> [Challenge]: Every record must be written out once more, with nothing added or omitted.

start Supplied material

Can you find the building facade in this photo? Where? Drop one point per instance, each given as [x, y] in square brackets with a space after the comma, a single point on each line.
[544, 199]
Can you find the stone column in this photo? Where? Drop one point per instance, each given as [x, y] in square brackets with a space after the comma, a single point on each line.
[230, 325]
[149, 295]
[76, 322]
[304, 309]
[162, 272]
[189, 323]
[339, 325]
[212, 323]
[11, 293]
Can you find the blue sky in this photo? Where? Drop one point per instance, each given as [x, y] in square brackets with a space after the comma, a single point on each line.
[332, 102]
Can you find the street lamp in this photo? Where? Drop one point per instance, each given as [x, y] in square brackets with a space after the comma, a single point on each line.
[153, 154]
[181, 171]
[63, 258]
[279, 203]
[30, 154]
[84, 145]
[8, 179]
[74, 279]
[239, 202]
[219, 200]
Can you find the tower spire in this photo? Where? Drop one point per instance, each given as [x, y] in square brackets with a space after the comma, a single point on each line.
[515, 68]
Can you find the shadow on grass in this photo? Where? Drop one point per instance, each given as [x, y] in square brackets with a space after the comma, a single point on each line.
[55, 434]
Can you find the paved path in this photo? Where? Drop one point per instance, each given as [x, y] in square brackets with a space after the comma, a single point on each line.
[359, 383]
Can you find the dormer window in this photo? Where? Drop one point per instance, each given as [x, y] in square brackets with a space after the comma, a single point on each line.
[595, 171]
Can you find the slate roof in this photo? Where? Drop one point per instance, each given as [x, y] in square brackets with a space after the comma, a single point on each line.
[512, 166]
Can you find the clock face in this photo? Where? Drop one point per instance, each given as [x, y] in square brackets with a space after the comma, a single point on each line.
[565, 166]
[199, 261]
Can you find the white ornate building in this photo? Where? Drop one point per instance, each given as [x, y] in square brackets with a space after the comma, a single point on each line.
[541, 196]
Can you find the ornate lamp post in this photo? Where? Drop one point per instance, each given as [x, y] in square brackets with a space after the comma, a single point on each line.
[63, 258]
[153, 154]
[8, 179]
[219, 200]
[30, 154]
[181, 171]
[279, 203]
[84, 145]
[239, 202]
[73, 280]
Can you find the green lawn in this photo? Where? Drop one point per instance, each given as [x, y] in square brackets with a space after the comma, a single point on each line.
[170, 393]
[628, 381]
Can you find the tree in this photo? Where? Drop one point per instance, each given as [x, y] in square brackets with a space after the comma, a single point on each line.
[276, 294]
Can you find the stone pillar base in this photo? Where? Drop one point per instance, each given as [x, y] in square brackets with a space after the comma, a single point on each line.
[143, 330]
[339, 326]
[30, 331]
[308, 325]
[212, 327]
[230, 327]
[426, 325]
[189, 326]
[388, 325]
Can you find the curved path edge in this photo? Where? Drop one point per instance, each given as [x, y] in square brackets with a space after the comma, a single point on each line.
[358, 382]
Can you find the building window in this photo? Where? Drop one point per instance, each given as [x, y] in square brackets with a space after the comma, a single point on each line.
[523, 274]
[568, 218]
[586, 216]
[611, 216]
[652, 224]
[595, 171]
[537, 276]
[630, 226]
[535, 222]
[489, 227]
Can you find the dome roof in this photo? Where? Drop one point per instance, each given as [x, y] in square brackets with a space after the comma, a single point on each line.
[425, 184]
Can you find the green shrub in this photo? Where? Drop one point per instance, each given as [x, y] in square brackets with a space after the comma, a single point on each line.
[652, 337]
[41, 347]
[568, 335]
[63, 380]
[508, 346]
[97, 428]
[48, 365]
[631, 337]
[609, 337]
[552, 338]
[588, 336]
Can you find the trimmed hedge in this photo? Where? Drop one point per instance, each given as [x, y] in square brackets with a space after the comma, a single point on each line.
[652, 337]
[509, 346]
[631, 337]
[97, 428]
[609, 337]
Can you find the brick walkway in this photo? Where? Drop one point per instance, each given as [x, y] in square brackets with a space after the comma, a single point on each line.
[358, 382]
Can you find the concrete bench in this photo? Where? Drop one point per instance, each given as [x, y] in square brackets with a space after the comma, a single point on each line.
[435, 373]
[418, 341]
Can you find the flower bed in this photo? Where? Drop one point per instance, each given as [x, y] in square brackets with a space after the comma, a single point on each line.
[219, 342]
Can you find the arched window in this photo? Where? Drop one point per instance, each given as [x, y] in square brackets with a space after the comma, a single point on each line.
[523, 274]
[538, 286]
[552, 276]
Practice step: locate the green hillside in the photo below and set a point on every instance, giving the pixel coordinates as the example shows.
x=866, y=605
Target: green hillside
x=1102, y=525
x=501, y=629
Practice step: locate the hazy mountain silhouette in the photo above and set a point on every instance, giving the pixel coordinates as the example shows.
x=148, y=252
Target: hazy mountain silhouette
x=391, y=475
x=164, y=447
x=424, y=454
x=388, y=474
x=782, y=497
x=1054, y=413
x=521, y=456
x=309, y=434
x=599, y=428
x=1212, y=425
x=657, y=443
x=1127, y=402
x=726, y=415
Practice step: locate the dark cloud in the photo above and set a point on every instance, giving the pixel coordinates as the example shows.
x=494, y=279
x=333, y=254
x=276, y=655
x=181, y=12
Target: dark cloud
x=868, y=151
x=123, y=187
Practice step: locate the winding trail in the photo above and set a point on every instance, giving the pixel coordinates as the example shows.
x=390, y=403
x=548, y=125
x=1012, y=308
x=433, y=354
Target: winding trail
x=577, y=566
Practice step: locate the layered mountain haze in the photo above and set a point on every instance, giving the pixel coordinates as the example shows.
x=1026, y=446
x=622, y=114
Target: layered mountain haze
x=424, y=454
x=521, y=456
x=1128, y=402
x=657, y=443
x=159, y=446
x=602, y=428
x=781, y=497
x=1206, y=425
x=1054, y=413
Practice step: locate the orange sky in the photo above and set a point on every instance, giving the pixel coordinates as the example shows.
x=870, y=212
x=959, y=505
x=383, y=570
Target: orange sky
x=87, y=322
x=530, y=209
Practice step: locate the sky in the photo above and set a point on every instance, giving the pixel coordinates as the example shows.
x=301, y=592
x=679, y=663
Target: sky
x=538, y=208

end Supplied material

> [Output for this task]:
Can you find the building facade in this photo? Where? Drop one point per instance, each given as [x, y] in square brackets with a space after the comma, a single point on each line.
[544, 199]
Can you find the stone column in this photo? Where? Drop one point per instance, each given as [x, y] in square brackets with a space after the comma, a single point on each line.
[230, 325]
[149, 295]
[76, 322]
[304, 309]
[162, 272]
[189, 323]
[339, 325]
[212, 323]
[11, 293]
Can you find the blue sky in this photo? Where? Drop one point per instance, each given as [x, y] in square brackets with a space after the comma, a single point on each line.
[332, 102]
Can you find the street lamp in this photo? Where? Drop one point per instance, each given as [x, y] in square brackets with a space after the comma, a single point on each line.
[153, 154]
[181, 171]
[63, 258]
[279, 203]
[30, 154]
[84, 145]
[8, 179]
[74, 279]
[239, 202]
[219, 200]
Can you find the tower spire in this photo? Where? Drop one point per instance, each given as [x, y] in square brackets with a space after the comma, a single point on each line.
[515, 68]
Can you find the shadow on grass in this photo? Where? Drop one point per instance, each given as [x, y] in square brackets with a space after the comma, a single point on each line.
[55, 434]
Can you find the paved path in this photo? Where? Drop one point per instance, each given as [x, y] in square brackets with a space after the comma, a single point on each line.
[359, 383]
Can you find the dormer window in this photo? Where? Drop one point per instance, each given as [x, y] in square brackets with a space after the comma, a single point on each line.
[595, 171]
Can you find the slate roof in this photo? Where? Drop one point per instance, each given as [x, y] in square brackets with a space after the comma, a single point on each line.
[512, 166]
Can you find the clock face in this photo? Where? Drop one point per instance, each given as [x, y] in square brackets with a space after the comma, a single point on each line.
[565, 166]
[199, 261]
Can you find the white ornate building in this photo? Where? Drop one point per instance, each given as [x, y] in square brackets with a space after the comma, a single point on each line.
[541, 196]
Can you find the ornate lamp post in this photo? Where? Drop one point per instance, each given as [x, y] in square brackets with a space after the comma, a single point on each line.
[63, 258]
[153, 154]
[8, 179]
[219, 200]
[30, 154]
[181, 171]
[279, 203]
[84, 145]
[239, 202]
[73, 280]
Can you find the green lawn in this photo? Where? Drop one point per instance, each given as [x, y] in square brackets with a space after the comma, a single point on each line.
[170, 393]
[628, 381]
Can you find the tree in this photo? Where? Drop one point per instance, each given as [x, y] in square brackets with a space after the comma, a single point on each line.
[276, 294]
Can you find the stone pillar base in this photo? Where? Drop one point per instance, each given as [x, y] in square brackets with a space after the comma, a single point on each line.
[143, 330]
[339, 326]
[30, 331]
[308, 325]
[212, 327]
[230, 327]
[426, 325]
[189, 326]
[388, 325]
Can you find the curved path edge in this photo? Where? Drop one point per instance, each given as [x, y] in square brackets with a space after the comma, a single point on each line.
[358, 382]
Can you find the building window in this photo? Where? Drop one point per instance, each given as [x, y] in square brackets with a space after the comma, a single point on each line.
[523, 274]
[568, 218]
[586, 216]
[611, 216]
[652, 224]
[595, 171]
[537, 276]
[630, 226]
[535, 222]
[489, 227]
Can you find the dome roof in this photo? Where? Drop one point per instance, each given as [x, y] in square brackets with a space after the comma, a single point on each line.
[425, 184]
Can you find the green shrub in this photo? Where? Drop one point per instance, each given as [x, y] in square brackets with a space after the comma, a single point on each line.
[652, 337]
[41, 347]
[568, 335]
[63, 380]
[508, 346]
[97, 428]
[48, 365]
[631, 337]
[609, 337]
[552, 338]
[588, 336]
Can you find the trimmed hedge in this photo? Where? Drop one point per instance, each given as [x, y] in square brackets with a space after the comma, a single point on each line.
[652, 337]
[509, 346]
[631, 337]
[97, 428]
[609, 337]
Can you find the brick walkway in this photo? Where? Drop one point per instance, each given as [x, y] in square brackets with a space after the comma, a single point on each line.
[358, 382]
Can you find the concrete bench in this photo? Where? Drop one point per instance, each given as [x, y] in square brackets with a space after the comma, a single point on each line.
[435, 373]
[418, 341]
Can you find the flower bed in this photo? Where? Drop one point per instance, each given as [x, y] in square brackets with a space after the comma, a single point on each line.
[219, 342]
Can you find the arched window in this photo? Where? Drop one point per instance, each given as [x, y] in square brackets with a space after the comma, a single point on each line.
[523, 274]
[538, 286]
[552, 276]
Practice step: locate the green hillside in the photo below and set a point on every instance, giving the pixel coordinates as the example shows.
x=866, y=605
Target: green hillside
x=1102, y=525
x=501, y=629
Practice step: locate the hazy mountain silhouette in the photo above and set a point on every instance, giving the pixel coordinates as the example shows.
x=148, y=252
Target: hazy mountain silhouette
x=391, y=475
x=164, y=447
x=424, y=454
x=388, y=474
x=782, y=497
x=1054, y=413
x=521, y=456
x=309, y=434
x=599, y=428
x=1212, y=425
x=657, y=443
x=1127, y=402
x=726, y=415
Practice step: locate the dark cloud in the photo above and set a point on every instance, giving the pixel coordinates as the example shows.
x=494, y=279
x=333, y=254
x=276, y=655
x=181, y=12
Target: dark cloud
x=868, y=151
x=123, y=187
Practice step: locate the winding trail in the photo above and set a point on every instance, giving the pixel coordinates as the example shows.
x=390, y=403
x=548, y=125
x=1012, y=308
x=433, y=354
Target: winding trail
x=577, y=566
Practice step: locate the layered mountain haze in the photo above and set a point on every instance, giving the pixel coordinates as the example shows.
x=1026, y=446
x=622, y=114
Target: layered mountain haze
x=424, y=454
x=521, y=456
x=1128, y=402
x=657, y=443
x=159, y=446
x=602, y=428
x=781, y=497
x=1206, y=425
x=1054, y=413
Practice step: locate the orange sky in the photo above and set a point on every instance, giving the pixel coordinates as the example shows.
x=870, y=212
x=959, y=505
x=383, y=570
Target: orange sky
x=87, y=322
x=530, y=209
Practice step: locate the sky in the photo above and set a point on every instance, giving the pixel coordinates as the example shows.
x=301, y=592
x=679, y=663
Target: sky
x=538, y=208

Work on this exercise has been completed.